▶ _Given request 1_: Which lines in the records below contain the word "metal"? Copy each of those lines.

▶ _Selection_:
## start

Picking dates varied at his different properties. La Mondotte was picked on two separate dates, October 10 and October 13, with potential alcohol levels of 14.5%. Canon La Gaffeliere began picking October 1, concluding October 10, with potential alcohol levels of 14%. Clos de L’Oratorie was harvested over 5 days, starting October 7, and D’Aiguhile from Cotes de Castillon was picked starting October 10, finishing October 14.

Cheval Blanc started picking merlot September 15. For 2009, they are harvesting over a longer period of time than usual to achieve the best possible levels of ripeness in the seeds, skins, tannins, and stems. In some ways 2009 reminds the chateau of 2005. To them, 2009 is a better vintage because the tannins are more elegant, round, and polished.

Clos Fourtet owner Mathieu Cuvelier started picking merlot September 28, finishing with cabernet franc on October 13. Step by step, Clos Fourtet continues experimenting with biodynamic techniques and striving to be more natural in their wine making approach.  According to Cuvelier, they are impressed by the work and progress that Tesseron is employing at Pontet Canet and they want to use some of those methods at Clos Fourtet.

La Confession owner Jean-Philippe Janoueix is finishing a new cellar at the property, he hopes in time for the harvest. La Confession will be picked later than La Croix St. Georges, his Pomerol estate, because of the massive levels of limestone in the La Confession terroir, which forces the grapes to ripen late.  Janoueix feels that 2009 will be the best vintage yet for La Confession.

## end

▶ _Given request 2_: Which properties does the first paragraph of the harvest report above give picking dates for?

▶ _Dataset excerpts_:
## start

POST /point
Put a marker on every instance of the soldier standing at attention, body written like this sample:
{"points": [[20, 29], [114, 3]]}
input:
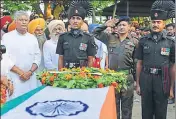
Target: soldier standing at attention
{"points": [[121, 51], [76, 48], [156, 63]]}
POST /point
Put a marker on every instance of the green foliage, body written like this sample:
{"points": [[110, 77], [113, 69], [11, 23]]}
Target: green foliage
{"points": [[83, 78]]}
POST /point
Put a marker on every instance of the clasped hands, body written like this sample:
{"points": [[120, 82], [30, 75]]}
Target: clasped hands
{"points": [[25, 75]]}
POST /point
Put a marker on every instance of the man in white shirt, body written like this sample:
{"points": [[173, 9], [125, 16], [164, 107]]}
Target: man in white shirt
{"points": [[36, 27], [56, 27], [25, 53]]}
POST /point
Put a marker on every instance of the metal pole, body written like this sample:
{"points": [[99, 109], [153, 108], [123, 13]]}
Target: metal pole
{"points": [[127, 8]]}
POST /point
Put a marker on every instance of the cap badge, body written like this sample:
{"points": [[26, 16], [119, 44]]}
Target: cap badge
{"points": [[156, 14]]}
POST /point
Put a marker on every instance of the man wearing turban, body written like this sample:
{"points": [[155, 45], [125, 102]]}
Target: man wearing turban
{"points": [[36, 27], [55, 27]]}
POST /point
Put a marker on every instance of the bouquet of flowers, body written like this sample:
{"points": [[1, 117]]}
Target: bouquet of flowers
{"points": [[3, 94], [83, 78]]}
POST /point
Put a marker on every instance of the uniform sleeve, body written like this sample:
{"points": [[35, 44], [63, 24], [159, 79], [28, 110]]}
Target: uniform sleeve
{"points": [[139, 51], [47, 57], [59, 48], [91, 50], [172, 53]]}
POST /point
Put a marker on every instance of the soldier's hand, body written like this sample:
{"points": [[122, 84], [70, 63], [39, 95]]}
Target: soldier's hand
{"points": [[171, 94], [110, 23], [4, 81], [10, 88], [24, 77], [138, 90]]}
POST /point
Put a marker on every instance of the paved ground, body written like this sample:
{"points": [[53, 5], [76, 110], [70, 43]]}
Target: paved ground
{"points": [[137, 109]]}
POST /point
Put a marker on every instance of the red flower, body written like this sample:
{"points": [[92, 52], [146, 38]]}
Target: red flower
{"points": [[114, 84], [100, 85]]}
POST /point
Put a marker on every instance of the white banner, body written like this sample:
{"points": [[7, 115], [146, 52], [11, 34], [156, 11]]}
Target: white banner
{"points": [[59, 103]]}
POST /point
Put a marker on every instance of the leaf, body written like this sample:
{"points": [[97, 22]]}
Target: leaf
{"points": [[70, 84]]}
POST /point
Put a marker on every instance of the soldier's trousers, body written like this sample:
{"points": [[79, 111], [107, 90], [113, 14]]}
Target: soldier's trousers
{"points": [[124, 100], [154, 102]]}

## end
## start

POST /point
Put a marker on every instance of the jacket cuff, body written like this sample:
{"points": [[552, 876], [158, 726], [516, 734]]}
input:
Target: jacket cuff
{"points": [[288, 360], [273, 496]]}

## end

▶ _Correct answer 1_:
Put a marker on every instance of the metal pole, body written like this sample:
Target: metal pole

▶ _Correct answer 2_: La Mondotte, Canon La Gaffeliere, Clos de L’Oratorie, and D’Aiguhile